(Records excerpted from a collection)
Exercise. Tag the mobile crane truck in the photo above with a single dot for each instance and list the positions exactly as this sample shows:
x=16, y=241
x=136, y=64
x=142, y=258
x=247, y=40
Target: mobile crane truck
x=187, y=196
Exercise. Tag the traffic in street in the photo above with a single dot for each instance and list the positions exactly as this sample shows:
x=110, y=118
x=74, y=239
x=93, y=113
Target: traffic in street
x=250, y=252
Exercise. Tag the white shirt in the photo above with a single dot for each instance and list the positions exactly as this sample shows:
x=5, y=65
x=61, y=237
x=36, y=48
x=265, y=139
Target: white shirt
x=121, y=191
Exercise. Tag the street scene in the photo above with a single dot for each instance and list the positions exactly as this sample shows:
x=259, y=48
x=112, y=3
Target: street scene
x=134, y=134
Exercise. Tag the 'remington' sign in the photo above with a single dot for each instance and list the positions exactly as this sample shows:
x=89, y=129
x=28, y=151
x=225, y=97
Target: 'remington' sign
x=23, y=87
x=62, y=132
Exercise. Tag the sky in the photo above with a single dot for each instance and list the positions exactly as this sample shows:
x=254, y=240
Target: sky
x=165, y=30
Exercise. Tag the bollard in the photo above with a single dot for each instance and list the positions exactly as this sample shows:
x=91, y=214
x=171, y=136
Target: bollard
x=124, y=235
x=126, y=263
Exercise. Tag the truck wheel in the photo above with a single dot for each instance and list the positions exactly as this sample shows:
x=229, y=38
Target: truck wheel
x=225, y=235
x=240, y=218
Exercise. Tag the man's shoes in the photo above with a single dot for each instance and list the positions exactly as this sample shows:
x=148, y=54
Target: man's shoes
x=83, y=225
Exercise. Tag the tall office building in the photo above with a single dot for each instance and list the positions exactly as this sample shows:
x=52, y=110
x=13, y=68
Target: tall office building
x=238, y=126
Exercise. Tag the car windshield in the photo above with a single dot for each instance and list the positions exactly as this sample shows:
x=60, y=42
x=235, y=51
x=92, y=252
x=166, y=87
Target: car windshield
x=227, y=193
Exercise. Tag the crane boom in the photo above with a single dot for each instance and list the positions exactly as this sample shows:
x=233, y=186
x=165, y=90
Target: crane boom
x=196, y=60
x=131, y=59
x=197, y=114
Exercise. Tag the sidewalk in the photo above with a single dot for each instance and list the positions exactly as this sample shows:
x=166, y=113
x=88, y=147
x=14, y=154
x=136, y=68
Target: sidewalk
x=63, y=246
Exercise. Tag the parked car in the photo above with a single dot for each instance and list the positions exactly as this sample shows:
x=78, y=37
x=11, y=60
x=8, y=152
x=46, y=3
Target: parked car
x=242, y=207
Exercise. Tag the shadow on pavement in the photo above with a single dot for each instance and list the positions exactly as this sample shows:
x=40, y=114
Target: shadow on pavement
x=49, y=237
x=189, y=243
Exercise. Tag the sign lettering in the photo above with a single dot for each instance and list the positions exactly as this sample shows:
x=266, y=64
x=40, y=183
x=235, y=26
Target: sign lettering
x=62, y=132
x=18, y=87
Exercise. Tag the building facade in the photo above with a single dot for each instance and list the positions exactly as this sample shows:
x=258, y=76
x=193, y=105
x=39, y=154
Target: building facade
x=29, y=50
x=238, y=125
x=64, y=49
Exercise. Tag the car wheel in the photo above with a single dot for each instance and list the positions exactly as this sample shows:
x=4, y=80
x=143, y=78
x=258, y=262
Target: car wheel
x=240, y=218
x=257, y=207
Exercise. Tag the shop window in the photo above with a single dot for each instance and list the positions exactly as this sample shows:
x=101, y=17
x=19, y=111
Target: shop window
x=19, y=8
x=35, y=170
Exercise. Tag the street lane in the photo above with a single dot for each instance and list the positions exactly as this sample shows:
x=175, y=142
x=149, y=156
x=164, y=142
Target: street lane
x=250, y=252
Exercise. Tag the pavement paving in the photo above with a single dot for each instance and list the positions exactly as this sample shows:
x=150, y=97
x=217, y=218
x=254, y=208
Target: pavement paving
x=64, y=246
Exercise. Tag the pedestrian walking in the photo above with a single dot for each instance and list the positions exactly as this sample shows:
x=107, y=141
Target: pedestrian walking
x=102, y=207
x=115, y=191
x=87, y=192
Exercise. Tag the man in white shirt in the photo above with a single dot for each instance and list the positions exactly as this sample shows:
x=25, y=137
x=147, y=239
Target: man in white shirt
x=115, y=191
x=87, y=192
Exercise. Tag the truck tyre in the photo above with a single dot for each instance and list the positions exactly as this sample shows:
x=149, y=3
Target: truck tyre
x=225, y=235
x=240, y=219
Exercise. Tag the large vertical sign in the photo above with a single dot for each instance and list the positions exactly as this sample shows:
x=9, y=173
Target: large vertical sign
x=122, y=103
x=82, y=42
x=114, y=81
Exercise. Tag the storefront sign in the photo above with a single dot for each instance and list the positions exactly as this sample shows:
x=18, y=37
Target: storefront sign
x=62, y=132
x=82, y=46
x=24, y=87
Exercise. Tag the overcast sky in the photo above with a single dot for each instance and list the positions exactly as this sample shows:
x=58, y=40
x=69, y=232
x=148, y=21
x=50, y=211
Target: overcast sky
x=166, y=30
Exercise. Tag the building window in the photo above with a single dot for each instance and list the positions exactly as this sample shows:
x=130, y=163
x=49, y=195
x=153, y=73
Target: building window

*To do*:
Please reproduce all of the records exactly as they stand.

*Solution for this problem*:
Exercise. Tag the mobile crane truck in the photo above with a single dot for each instance and list the positions exactly as this sample shows:
x=16, y=241
x=136, y=64
x=142, y=258
x=247, y=40
Target: mobile crane truck
x=187, y=196
Exercise. Tag the traffic in street in the photo above with a single dot for each instance and list the positions exactly as this sample shows:
x=110, y=118
x=74, y=239
x=93, y=113
Target: traffic in street
x=250, y=252
Exercise. Tag the white shirt in the photo above with a single dot for each instance and list the positions exactly as this sample shows:
x=5, y=65
x=61, y=237
x=36, y=48
x=265, y=139
Target: white shirt
x=121, y=191
Exercise. Tag the street scene in the photo above with a single dot for each instance and list the positions exactly as this sample shows:
x=259, y=48
x=112, y=3
Target: street scene
x=134, y=134
Exercise. Tag the 'remington' sign in the photo above with a single dot for each instance and list the positions exactly as this sample shows:
x=89, y=129
x=28, y=151
x=225, y=97
Target: 'remington' sign
x=23, y=87
x=62, y=132
Exercise. Tag the sky in the photo above with a single dot for each instance and list the positions exactly as this sample shows:
x=254, y=240
Target: sky
x=165, y=30
Exercise. Tag the bollard in the photo above with a single dot for each instance and list the positions exactly as this sample shows:
x=91, y=214
x=171, y=136
Target: bollard
x=124, y=235
x=126, y=263
Exercise. Tag the truck wheel in the photo above with a single dot for each instance and list the positions exactly as this sample shows:
x=229, y=38
Target: truck wheel
x=225, y=235
x=240, y=218
Exercise. Tag the man's shoes in the photo above with a single dot for each instance and list the positions exactly as this sample shows:
x=148, y=54
Target: man's shoes
x=83, y=225
Exercise. Tag the tall office building in the photo above with a single dot for each instance and list the positions exactly as this sample shows:
x=52, y=110
x=13, y=68
Target: tall office building
x=238, y=126
Exercise. Tag the car windshield in the photo above with a single dot for each instance and list the positions exactly as this sample shows:
x=60, y=42
x=235, y=51
x=92, y=252
x=166, y=87
Target: car windshield
x=227, y=193
Exercise. Tag the crane boom in the photo above with a single dot for each instance and list the positions exactly as this sample shows:
x=233, y=186
x=165, y=90
Target: crane boom
x=196, y=60
x=131, y=59
x=197, y=114
Exercise. Tag the sidewalk in the photo above with a single dot for each instance and list the positions exactly as this sample shows:
x=166, y=113
x=88, y=147
x=14, y=154
x=136, y=68
Target: sidewalk
x=63, y=246
Exercise. Tag the parked car in the photo above with a single dot for each instance and list the positions exactly as this sample shows:
x=78, y=37
x=11, y=60
x=8, y=152
x=46, y=3
Target: parked car
x=242, y=207
Exercise. Tag the shadow on pavement in the photo above with a single dot for each instance and list the positions exactly as this sample shows:
x=40, y=114
Target: shadow on pavement
x=49, y=237
x=189, y=243
Exercise. Tag the sign lettering in the photo above with a single dot for each instance and list the positions exactly as this sample shows:
x=266, y=64
x=40, y=183
x=235, y=26
Target: sign lettering
x=62, y=132
x=18, y=87
Exercise. Tag the building facade in the photo above with a single dot for each instance and list the positions exactly as this sample shows:
x=258, y=76
x=193, y=105
x=39, y=154
Target: building facade
x=29, y=50
x=238, y=125
x=64, y=49
Exercise. Tag the car wheel in the photo above with a single dot for each instance and list the positions exactly as this sample shows:
x=4, y=80
x=143, y=78
x=258, y=262
Target: car wheel
x=240, y=218
x=257, y=207
Exercise. Tag the shop window in the photo above with a single dot for each instance and list the positions exactly as this sample shows:
x=101, y=17
x=19, y=111
Target: shop window
x=19, y=8
x=35, y=170
Exercise. Tag the street lane in the photo above with a single dot for each instance and list the positions exactly as this sample shows:
x=175, y=142
x=149, y=156
x=164, y=142
Target: street lane
x=250, y=252
Exercise. Tag the pavement paving in the photo above with a single dot for each instance and list the positions exactly as this sample shows:
x=150, y=97
x=217, y=218
x=254, y=208
Target: pavement paving
x=64, y=246
Exercise. Tag the pedestrian walking in the photo above with a single dot for each instance and list the positions exactly as this sample shows:
x=107, y=141
Target: pedestrian walking
x=102, y=207
x=115, y=191
x=87, y=192
Exercise. Tag the man in white shirt in the photo above with a single dot for each instance and list the positions exactly as this sample shows:
x=25, y=137
x=147, y=239
Target: man in white shirt
x=115, y=191
x=87, y=192
Exercise. Tag the truck tyre in the photo above with a single dot for each instance and list the positions exactly as this sample shows:
x=149, y=3
Target: truck tyre
x=225, y=235
x=240, y=219
Exercise. Tag the large vertical sign in the photo above with a single dot for each instance and list the positions exactly as this sample shows:
x=9, y=173
Target: large vertical sign
x=122, y=103
x=82, y=42
x=114, y=81
Exercise. Tag the storefront sign in the photo above with a single dot for each instance and list the positions exactly as this sample shows:
x=18, y=37
Target: storefront sign
x=62, y=132
x=82, y=46
x=24, y=87
Exercise. Tag the overcast sky in the photo above with a single dot for each instance and list the positions exactly as this sample shows:
x=58, y=40
x=69, y=232
x=148, y=21
x=50, y=211
Target: overcast sky
x=166, y=30
Exercise. Tag the building window in the photo above with a single dot for each instance and list the positions exactly as this sample shows:
x=130, y=163
x=49, y=195
x=153, y=73
Target: building window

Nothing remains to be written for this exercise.